● Your goal
Scale the point coordinates by 2.05 in the material from the line that contains "For every instance of the woman's right" through its last line, rounding each result to a whole number with halves going up. Return only those lines, requests included.

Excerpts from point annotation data
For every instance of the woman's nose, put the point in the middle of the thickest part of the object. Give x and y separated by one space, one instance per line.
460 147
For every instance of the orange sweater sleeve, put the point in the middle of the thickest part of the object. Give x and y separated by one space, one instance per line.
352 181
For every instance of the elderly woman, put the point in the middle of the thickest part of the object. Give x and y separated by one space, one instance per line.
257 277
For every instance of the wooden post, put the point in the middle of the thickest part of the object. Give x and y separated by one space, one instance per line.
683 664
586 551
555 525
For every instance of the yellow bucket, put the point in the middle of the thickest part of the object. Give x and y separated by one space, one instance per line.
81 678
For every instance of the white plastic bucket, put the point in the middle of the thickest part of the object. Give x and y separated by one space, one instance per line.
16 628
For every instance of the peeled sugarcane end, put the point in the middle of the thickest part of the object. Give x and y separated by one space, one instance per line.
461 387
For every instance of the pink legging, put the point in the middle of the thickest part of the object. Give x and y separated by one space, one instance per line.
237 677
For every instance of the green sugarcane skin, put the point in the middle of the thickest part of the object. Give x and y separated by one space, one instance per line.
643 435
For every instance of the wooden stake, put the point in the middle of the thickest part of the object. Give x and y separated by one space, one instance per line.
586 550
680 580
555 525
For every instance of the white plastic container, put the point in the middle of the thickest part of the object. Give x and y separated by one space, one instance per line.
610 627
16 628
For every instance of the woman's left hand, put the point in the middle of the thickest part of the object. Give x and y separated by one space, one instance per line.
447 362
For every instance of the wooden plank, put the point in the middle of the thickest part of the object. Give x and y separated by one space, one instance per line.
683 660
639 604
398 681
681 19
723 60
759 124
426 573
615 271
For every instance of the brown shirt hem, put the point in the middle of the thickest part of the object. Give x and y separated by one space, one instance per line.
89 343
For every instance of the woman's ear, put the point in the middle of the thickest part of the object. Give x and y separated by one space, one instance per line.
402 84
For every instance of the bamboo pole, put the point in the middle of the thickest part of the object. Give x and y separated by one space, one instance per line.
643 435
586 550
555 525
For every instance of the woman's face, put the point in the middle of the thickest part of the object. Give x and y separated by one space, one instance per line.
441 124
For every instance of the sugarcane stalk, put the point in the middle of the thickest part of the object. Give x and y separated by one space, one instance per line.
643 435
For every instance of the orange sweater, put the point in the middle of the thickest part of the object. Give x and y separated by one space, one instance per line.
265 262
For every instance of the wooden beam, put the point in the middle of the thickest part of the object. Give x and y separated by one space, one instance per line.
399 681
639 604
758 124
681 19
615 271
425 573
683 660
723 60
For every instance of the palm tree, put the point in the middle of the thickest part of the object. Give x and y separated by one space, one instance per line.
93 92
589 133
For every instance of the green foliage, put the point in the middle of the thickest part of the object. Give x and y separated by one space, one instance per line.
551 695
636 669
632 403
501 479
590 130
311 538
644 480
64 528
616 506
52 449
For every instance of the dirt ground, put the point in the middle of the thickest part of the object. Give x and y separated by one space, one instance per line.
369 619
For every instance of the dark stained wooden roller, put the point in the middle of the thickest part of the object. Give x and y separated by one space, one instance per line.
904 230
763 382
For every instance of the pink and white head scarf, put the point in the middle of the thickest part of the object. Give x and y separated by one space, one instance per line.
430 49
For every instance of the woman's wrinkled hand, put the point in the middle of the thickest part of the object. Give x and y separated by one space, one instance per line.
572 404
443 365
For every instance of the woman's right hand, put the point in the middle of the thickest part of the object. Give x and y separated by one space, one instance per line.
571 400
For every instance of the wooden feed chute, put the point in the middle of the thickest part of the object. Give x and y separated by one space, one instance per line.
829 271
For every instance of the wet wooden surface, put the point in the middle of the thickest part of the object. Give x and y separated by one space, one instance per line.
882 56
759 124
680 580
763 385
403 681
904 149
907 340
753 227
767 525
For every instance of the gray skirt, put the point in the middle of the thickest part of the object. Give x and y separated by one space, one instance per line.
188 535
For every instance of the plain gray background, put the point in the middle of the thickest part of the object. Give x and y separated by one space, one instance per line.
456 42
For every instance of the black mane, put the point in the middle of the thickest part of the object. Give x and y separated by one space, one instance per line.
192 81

● Written response
For every instance of the woman's right hand, put the point in the middle of the thickest part of the object. Give x and y separated by one space, one instance per line.
1171 820
For every instance of the wooden feed chute, put the point in the middle of the thickest part of the object. Give x and y separated by one space, one instance per line.
1699 556
For every instance of the wet wooden surface, put the point in the middle of the thickest part of the object. Give x and y separated by one space, one instance per line.
1808 115
1556 254
1394 1189
1564 789
826 1396
1853 305
1859 697
1544 465
1572 1076
For every instance of the gray skirt, put the point in the middle of the thickest part of the object. Give x and y separated by one space, one instance per line.
385 1097
For every instance of the plain gray background, put the point in the middle of the thickest part of the object. Give x and y separated by one space, one instance per line.
935 86
For every instance of the black mane, put the point in the middle of the thickest part of the object. Give x and y separated by one space, one instance per line.
394 166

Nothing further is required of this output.